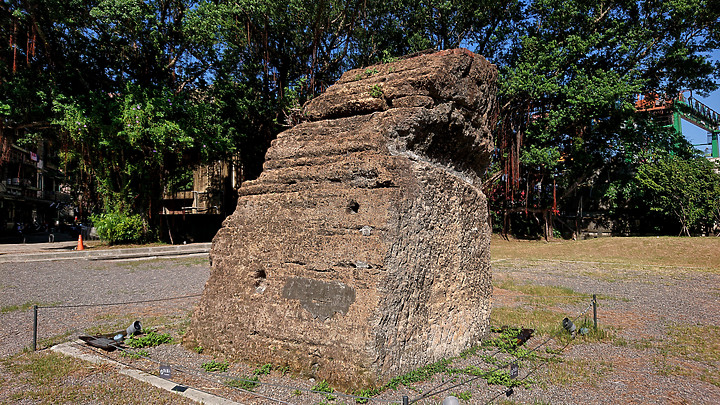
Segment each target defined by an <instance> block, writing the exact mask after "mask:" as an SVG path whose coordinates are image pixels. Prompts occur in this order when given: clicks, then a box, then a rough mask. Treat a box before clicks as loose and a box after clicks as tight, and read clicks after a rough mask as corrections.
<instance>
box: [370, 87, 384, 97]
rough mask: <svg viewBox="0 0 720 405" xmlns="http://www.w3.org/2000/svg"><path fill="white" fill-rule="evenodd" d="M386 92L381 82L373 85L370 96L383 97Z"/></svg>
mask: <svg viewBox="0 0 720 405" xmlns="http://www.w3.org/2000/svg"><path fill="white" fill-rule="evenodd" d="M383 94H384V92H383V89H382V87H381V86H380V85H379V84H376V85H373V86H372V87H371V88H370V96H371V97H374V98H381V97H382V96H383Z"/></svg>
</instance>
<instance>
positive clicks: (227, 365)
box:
☆ ☆ ☆ ☆ ☆ ☆ ☆
__AIM OF THE EXERCISE__: When you copy the data, keep every line exact and leave out each picture.

__WRITTEN RESPONSE__:
Segment each target defined by an <instance> block, writing the exact mask after "mask:" as an SVG path whose coordinates are image pixels. Prompts occur in this order when given: clicks, then a box, then a rough mask. Treat a box before clicks as loose and a box after clicks as tight, and read clicks after a rough mask as corrections.
<instance>
box: [370, 87, 384, 97]
rough mask: <svg viewBox="0 0 720 405" xmlns="http://www.w3.org/2000/svg"><path fill="white" fill-rule="evenodd" d="M386 92L381 82L373 85L370 96L383 97Z"/></svg>
mask: <svg viewBox="0 0 720 405" xmlns="http://www.w3.org/2000/svg"><path fill="white" fill-rule="evenodd" d="M383 94H384V92H383V89H382V87H381V86H380V85H379V84H376V85H373V86H372V87H371V88H370V96H371V97H374V98H381V97H382V96H383Z"/></svg>
</instance>
<instance>
positive clicks: (227, 365)
box:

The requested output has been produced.